* _Task instructions_
All of the data that appears below is to be given again precisely as written.

The input below:

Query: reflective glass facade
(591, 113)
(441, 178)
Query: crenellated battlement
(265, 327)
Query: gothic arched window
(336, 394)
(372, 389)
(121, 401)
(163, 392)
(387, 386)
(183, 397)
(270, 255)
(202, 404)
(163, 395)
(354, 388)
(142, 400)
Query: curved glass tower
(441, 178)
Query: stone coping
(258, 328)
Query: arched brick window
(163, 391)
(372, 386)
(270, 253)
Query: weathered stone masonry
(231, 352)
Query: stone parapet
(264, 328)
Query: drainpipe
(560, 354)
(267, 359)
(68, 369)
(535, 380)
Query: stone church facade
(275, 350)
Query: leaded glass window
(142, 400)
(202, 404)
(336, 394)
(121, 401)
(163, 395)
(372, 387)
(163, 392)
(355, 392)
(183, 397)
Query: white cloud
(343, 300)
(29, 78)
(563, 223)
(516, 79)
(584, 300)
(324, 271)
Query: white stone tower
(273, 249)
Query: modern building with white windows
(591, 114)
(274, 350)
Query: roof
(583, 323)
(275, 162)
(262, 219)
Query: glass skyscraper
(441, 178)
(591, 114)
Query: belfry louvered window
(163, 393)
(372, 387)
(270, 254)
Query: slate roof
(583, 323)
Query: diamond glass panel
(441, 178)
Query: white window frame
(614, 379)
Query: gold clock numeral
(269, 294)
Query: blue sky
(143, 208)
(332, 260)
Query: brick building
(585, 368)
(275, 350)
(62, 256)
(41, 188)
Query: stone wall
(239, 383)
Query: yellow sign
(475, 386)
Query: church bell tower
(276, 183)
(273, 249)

End of The input.

* _Exercise answer_
Query: reflective glass facade
(591, 113)
(441, 178)
Query: crenellated battlement
(265, 327)
Query: gothic arched window
(336, 394)
(372, 389)
(121, 401)
(163, 392)
(387, 386)
(183, 397)
(270, 255)
(202, 404)
(163, 395)
(354, 388)
(142, 400)
Query: curved glass tower
(441, 178)
Query: stone coping
(258, 328)
Query: arched brick window
(163, 391)
(372, 386)
(270, 253)
Query: weathered stone masonry
(231, 352)
Query: stone parapet
(264, 328)
Query: drainpipe
(560, 354)
(267, 359)
(68, 369)
(535, 380)
Query: stone church facade
(275, 350)
Query: leaded glass window
(142, 400)
(202, 404)
(336, 394)
(121, 401)
(163, 395)
(372, 387)
(163, 392)
(355, 392)
(183, 397)
Query: white cloud
(343, 300)
(29, 78)
(563, 223)
(516, 79)
(584, 300)
(324, 271)
Query: white stone tower
(273, 249)
Query: modern building with white windows
(591, 114)
(274, 350)
Query: roof
(583, 323)
(275, 162)
(262, 219)
Query: glass skyscraper
(441, 178)
(591, 114)
Query: belfry louvered window
(163, 393)
(372, 387)
(270, 254)
Query: slate roof
(583, 323)
Query: diamond glass panel
(441, 178)
Query: white window frame
(614, 379)
Query: gold clock numeral
(269, 294)
Query: blue sky
(143, 208)
(332, 260)
Query: brick building
(585, 368)
(275, 350)
(62, 256)
(41, 188)
Query: stone wall
(239, 383)
Query: yellow sign
(475, 386)
Query: church bell tower
(276, 183)
(273, 249)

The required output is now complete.